----- Fuente -----

El azul sólo es un color



El conflicto político

Tras la llegada expansiva a España del mayo del 68, a principios de los 70- con el franquismo moribundo y el marxismo infiltrando las facultades- el nacionalismo catalán progresista, gracias al impulso intelectual de Joan Fuster (malhadado hijo de un carlista de Sueca) conoció un crecimiento en apoyos en nuestro Reino, a nivel asociativo, universitario, y sobre todo político. Fueron años, los 70 del siglo pasado, en nuestra tierra, de una ofensiva sin precedentes por catalanizar lengua, cultura, historia y símbolos propios de Valencia. Frente a ello se alzó una reacción popular, también apoyada por algunos sectores políticos, que luchó por preservar la identidad valenciana frente a la impetuosa y arrogante incautación nacionalista. Fueron los años de la llamada posteriormente “batalla de Valencia”, tras la cual se llegó, a principios de los 80, a una suerte de armisticio o paz armada.


De los tres principales símbolos, la lengua, aunque conservó oficialmente su nombre de valenciana, pasó a ser considerada de facto por instituciones educativas y académicas, como una variante del catalán, sin personalidad propia, y enseñada bajo las directrices de las reglas de Pompeyo Fabra en la normativa llamada “de Castellón”, con el título de “normalización lingüística” (entiéndase normalización como aplicación de una norma general). El nombre de la región, tradicionalmente Reino de Valencia, hubiese querido ser sustituida por País Valenciano por los nacionalistas (como miembro asociado de los llamados “países catalanes”), y por mediación de ciertos sectores conservadores, se optó por una fórmula intermedia, la de Comunidad Valenciana, sin arraigo alguno, y que todavía perdura. La única victoria que obtuvo la resistencia regionalista valencianista (por cierto, iniciada en su vertiente cultural por entidades ligadas de forma directa o remota al carlismo), fue la conservación de la señera real coronada como la bandera oficial de la nueva Comunidad Autónoma, cuando el nacionalismo catalán había tratado de imponer hasta la náusea la llamada “cuatribarrada”, bandera catalana oficial por entonces (y todavía, aunque por poco tiempo, sospecho). Muchas entidades culturales, políticas o sindicales valencianas vinculadas al nacionalismo (incluyendo algunas de las más importantes) siguen usando en sus logos particulares el término “país valenciano” y la cuatribarrada.

----- Entradas proporcionadas -----

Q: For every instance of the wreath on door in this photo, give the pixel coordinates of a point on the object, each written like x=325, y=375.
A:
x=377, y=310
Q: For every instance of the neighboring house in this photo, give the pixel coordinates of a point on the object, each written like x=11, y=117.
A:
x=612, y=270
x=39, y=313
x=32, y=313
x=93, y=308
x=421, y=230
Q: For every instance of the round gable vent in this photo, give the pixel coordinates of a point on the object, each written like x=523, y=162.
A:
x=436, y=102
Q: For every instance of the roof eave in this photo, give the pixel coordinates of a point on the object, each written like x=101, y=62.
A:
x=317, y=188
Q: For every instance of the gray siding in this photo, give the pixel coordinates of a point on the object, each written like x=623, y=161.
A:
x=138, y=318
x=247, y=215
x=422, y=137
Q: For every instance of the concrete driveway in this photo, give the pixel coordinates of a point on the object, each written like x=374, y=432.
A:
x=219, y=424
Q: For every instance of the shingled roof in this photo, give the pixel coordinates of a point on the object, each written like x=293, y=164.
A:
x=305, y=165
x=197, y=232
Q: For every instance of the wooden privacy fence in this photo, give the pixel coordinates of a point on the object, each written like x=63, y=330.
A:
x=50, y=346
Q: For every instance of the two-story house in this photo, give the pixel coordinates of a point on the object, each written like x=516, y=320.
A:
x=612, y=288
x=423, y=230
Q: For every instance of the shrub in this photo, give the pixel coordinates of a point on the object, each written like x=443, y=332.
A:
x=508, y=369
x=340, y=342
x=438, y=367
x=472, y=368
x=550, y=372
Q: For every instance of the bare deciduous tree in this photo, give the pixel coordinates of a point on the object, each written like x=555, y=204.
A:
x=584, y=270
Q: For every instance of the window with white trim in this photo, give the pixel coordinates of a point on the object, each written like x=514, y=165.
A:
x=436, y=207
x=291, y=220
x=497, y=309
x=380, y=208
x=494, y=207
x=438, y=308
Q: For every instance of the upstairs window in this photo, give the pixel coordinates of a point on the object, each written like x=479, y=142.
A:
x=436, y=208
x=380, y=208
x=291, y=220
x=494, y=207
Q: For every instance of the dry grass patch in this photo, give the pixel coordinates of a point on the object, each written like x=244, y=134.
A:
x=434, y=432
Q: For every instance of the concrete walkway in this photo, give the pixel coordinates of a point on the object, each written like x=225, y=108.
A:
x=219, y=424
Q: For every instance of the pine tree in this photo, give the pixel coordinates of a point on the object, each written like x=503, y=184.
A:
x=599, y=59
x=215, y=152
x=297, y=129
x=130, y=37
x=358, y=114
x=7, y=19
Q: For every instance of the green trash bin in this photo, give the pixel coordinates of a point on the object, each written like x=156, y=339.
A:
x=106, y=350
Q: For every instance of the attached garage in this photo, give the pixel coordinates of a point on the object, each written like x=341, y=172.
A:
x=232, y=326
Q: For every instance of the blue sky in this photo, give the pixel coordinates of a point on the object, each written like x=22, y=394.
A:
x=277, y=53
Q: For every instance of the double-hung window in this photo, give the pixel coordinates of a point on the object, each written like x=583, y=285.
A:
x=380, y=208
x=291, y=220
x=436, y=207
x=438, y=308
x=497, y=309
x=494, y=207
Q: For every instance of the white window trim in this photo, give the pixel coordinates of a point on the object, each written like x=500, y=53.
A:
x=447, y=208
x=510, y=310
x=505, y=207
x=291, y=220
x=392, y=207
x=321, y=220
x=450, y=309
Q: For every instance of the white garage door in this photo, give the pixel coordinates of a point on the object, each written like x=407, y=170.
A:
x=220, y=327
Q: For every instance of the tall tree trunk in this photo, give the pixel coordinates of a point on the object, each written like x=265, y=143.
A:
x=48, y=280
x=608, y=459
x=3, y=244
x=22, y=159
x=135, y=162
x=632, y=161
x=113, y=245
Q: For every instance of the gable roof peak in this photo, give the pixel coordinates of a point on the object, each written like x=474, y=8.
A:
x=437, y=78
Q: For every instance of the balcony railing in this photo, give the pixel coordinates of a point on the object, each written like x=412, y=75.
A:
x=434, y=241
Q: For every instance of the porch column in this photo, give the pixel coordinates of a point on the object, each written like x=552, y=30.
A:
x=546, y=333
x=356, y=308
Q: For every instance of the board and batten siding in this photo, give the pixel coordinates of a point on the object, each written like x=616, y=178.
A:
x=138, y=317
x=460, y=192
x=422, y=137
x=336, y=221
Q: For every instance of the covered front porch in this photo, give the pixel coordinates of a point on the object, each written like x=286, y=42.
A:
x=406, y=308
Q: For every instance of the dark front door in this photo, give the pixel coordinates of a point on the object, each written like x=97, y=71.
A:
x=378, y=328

-----

# Tareas propuestas:
[1] Según el texto sobre la identidad valenciana, ¿qué nombre se adoptó para la región como fórmula intermedia?
[2] Reproduce del texto sobre la identidad valenciana el fragmento que va desde "Tras la llegada" hasta "o paz armada.".
[3] Prosigue el texto sobre la identidad valenciana a partir del punto en que termina.

# Respuestas del ejercicio:
[1] Comunidad Valenciana.

[2]
Tras la llegada expansiva a España del mayo del 68, a principios de los 70- con el franquismo moribundo y el marxismo infiltrando las facultades- el nacionalismo catalán progresista, gracias al impulso intelectual de Joan Fuster (malhadado hijo de un carlista de Sueca) conoció un crecimiento en apoyos en nuestro Reino, a nivel asociativo, universitario, y sobre todo político. Fueron años, los 70 del siglo pasado, en nuestra tierra, de una ofensiva sin precedentes por catalanizar lengua, cultura, historia y símbolos propios de Valencia. Frente a ello se alzó una reacción popular, también apoyada por algunos sectores políticos, que luchó por preservar la identidad valenciana frente a la impetuosa y arrogante incautación nacionalista. Fueron los años de la llamada posteriormente “batalla de Valencia”, tras la cual se llegó, a principios de los 80, a una suerte de armisticio o paz armada.

[3]
Fue precisamente la defensa de ese símbolo tan visual, como es el de la bandera, una de las más virulentas y enconadas de aquel conflicto. Hasta tal punto que a los valencianistas se les conoció, por sus adversarios nacionalistas, con el despectivo mote de “blaveros” o “azulones” en castellano, por el que aún se les moteja. Y en cierto modo, también el valencianismo ha asumido esa identidad, en ocasiones promocionando el color azul en la bandera como casi lo más importante, o al menos representativo. Nuestros enemigos también forman parte de nuestra identidad (que nos lo digan a los carlistas, cuyo nombre pusieron nuestros adversarios). Porque esa franja azul añadida a las cuatro barras de Aragón era el principal signo distintivo de la enseña ostentada por los catalanes, y ya se sabe que el nacionalismo está preñado de simbolismos distintivos, por nimios que sean, a los que se les da una significación desproporcionada. Sobre esa banda azul, y sobre su significado... y sobre las vueltas que da la vida, quiero tratar en este artículo.


Un poco de heráldica para hablar de banderas
Vaya por delante que, con el paso de los años, en cuestiones heráldicas y simbología visual, he llegado a preferir con mucho los escudos a las banderas. Me explico: los escudos, la forma más antigua de representación de una familia, una cofradía, un municipio o hasta un reino, no son sino manifestaciones plásticas de un símbolo que los naturales consideran particularmente representativo de su geografía, su historia, su cultura o su idiosincrasia. Así, en los escudos tenemos plantas, animales, montañas, torres, castillos, símbolos religiosos (cruces, ángeles, agnusDeis, santos) incluso objetos cotidianos como carros, llaves, palas, cacerolas, espadas, mazas o hasta campanas. También a veces motivos más abstractos como cuadros, rombos o barras. Todos ellos tienen su simbología, incluyendo los colores de los objetos o del fondo. Todos ellos representan algo concreto que es particular a un grupo humano (un accidente geográfico, un hecho histórico, una leyenda, una cualidad, una riqueza natural) desde las postrimerías de la alta edad media, y algunos incluso desde la época romana (como el célebre labaro constantiniano).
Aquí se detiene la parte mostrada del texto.